Tarefa proposta 1:
Você pode reproduzir, sem alterar nada, o trecho das linhas de coordenadas abaixo que vai da linha que contém "For sports analytics purposes, locate the beige" até a que contém "[362,246,407,259]", com ambas incluídas?
#### Texto fornecido ####
Seguindo este pensamento, antes de qualquer estudo acerca da teoria da coisa julgada no direito processual civil pátrio, ora vigente, cumpre destacar a evolução histórica deste instituto jurídico extremamente complexo e polêmico.

Assim, apesar de não ter a pretensão de esgotar o tema, este artigo visa trazer aos estudiosos do Direito alguns aspectos relevantes do direito processual civil romano, notadamente do processo das "legis actiones", do processo formular e do processo da "extraordinaria cognicio", fazendo os apontamentos necessários de modo a vislumbrar a presença e a evolução da coisa julgada nestes processos.


1.2 A coisa julgada no Processo Civil Romano:

1.2.1 O processo das ações das leis – "legis actiones"
####
Tarefa proposta 2:
Como você continuaria o texto acima sobre a coisa julgada no processo civil romano, a partir do ponto em que ele termina?
#### Linhas armazenadas ####
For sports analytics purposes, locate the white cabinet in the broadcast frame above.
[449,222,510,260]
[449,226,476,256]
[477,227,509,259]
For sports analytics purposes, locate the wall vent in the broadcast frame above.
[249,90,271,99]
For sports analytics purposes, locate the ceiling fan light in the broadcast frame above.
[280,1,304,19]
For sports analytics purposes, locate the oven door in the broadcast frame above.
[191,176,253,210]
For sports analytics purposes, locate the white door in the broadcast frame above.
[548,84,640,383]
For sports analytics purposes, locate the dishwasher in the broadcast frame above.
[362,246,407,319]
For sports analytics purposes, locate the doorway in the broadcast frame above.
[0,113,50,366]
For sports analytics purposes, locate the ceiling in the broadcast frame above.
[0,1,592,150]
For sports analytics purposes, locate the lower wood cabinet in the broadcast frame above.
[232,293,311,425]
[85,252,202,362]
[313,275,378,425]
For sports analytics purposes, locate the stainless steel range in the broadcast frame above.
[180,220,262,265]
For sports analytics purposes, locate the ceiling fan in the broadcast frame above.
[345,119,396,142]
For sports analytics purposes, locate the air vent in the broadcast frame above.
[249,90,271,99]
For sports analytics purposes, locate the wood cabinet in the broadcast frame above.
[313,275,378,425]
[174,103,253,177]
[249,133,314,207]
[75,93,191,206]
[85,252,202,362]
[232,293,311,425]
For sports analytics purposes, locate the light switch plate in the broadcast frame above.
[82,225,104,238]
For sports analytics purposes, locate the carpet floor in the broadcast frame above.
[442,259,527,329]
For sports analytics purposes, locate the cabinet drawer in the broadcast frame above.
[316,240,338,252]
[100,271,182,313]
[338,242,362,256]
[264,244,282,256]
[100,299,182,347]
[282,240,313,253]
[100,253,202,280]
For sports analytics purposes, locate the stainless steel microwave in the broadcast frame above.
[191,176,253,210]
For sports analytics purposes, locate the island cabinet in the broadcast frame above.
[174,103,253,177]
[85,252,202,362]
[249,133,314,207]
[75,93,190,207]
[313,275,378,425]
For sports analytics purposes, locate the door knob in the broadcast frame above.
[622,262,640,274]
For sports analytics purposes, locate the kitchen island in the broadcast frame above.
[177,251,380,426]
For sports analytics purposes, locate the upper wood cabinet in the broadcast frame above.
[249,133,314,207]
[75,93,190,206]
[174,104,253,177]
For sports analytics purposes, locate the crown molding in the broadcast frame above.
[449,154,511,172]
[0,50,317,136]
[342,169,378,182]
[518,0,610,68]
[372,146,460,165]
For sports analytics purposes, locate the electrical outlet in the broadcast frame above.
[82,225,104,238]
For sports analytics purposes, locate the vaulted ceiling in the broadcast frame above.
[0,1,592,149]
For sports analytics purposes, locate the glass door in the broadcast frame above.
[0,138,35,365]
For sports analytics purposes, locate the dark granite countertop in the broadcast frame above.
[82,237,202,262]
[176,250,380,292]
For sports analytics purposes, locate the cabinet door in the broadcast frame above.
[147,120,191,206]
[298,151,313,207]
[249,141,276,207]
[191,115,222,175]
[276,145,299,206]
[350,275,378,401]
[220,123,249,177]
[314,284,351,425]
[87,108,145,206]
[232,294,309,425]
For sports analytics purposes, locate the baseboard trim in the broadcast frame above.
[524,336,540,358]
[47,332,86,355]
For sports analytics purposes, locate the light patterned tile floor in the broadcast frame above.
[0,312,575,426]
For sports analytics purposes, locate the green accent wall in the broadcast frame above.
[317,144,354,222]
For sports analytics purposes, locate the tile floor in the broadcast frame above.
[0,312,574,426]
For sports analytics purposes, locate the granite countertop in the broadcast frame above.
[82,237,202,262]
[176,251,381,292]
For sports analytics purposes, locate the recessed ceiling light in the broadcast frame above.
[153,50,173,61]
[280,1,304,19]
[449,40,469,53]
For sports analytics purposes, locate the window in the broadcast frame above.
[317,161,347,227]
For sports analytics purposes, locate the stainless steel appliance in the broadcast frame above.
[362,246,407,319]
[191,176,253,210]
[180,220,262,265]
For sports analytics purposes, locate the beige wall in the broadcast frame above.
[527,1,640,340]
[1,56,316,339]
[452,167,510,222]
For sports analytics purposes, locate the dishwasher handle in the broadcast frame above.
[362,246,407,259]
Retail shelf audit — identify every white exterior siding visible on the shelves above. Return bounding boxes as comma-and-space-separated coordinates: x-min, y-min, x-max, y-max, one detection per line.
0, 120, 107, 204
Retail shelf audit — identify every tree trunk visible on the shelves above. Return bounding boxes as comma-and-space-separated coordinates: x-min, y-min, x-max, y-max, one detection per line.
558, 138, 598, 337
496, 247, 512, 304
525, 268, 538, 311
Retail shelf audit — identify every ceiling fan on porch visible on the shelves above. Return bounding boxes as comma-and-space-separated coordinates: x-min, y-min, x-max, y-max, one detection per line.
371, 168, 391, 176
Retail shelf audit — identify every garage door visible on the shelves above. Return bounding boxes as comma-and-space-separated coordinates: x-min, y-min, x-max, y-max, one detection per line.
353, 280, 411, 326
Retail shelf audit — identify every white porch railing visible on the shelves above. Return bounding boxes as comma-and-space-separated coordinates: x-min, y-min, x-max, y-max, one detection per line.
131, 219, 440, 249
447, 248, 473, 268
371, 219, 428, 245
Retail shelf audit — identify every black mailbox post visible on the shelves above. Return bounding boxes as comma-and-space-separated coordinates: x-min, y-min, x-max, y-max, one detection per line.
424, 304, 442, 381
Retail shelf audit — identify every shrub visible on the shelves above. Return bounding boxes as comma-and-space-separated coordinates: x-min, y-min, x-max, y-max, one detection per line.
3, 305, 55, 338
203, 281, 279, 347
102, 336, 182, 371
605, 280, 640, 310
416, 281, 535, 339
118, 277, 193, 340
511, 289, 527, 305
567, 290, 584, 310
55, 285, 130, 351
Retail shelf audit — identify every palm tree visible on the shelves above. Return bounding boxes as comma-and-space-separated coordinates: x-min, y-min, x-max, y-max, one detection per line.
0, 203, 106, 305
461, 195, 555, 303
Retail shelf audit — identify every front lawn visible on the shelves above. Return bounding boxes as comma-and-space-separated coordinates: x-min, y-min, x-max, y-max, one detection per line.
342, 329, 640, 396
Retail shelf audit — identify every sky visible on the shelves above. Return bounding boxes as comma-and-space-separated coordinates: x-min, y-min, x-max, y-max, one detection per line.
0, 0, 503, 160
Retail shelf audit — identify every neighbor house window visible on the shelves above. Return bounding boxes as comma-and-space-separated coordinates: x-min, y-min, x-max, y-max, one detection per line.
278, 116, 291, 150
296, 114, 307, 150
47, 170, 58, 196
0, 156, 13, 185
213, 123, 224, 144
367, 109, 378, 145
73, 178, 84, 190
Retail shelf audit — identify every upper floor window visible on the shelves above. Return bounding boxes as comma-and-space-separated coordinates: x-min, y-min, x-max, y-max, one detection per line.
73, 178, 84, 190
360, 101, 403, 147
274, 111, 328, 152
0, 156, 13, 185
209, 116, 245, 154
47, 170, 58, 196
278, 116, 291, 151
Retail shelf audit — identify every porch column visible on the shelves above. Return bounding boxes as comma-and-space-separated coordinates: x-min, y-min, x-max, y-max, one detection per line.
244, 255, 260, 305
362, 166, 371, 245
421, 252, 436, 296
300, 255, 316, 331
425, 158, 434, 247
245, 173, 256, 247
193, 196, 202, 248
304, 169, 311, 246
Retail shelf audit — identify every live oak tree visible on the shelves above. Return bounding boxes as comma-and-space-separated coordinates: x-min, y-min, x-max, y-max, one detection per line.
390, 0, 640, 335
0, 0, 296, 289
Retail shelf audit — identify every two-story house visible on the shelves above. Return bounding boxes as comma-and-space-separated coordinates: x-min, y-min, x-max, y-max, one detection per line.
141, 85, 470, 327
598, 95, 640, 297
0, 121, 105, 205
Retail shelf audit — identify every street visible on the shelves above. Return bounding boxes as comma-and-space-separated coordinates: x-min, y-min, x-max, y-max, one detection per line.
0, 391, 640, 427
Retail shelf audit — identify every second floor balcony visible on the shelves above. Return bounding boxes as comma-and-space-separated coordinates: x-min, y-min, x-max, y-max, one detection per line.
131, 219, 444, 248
####
Resultado da tarefa 1:
For sports analytics purposes, locate the beige wall in the broadcast frame above.
[527,1,640,340]
[1,56,316,339]
[452,167,510,222]
For sports analytics purposes, locate the dishwasher handle in the broadcast frame above.
[362,246,407,259]

Resultado da tarefa 2:
O processo civil romano se apresenta como um conjunto de regras que o cidadão romano deveria seguir para realizar e efetivar seu direito material [2].

Impende destacar que o direito romano sofreu profundas transformações e evoluções durante os doze séculos que vigorou, sucedendo-se três sistemas de processo: o das "legis actiones", o formular e o da "extraordinaria cognicio".

O sistema das ações da lei ("legis actiones") representa o ponto inicial do lento, mas contínuo desenvolvimento histórico do processo romano, cujos traços mais remotos se encontram na Lei das XII Tábuas. É, sem dúvida, o mais antigo dos sistemas de processo civil romano, tendo vigorado do século VIII ao século V a.C [3].

Julga-se que a denominação de ações da lei decorreu do fato de as "legis actiones" se originarem da lei, ou então, da circunstância de elas se conformarem de forma estrita com as palavras da lei [4].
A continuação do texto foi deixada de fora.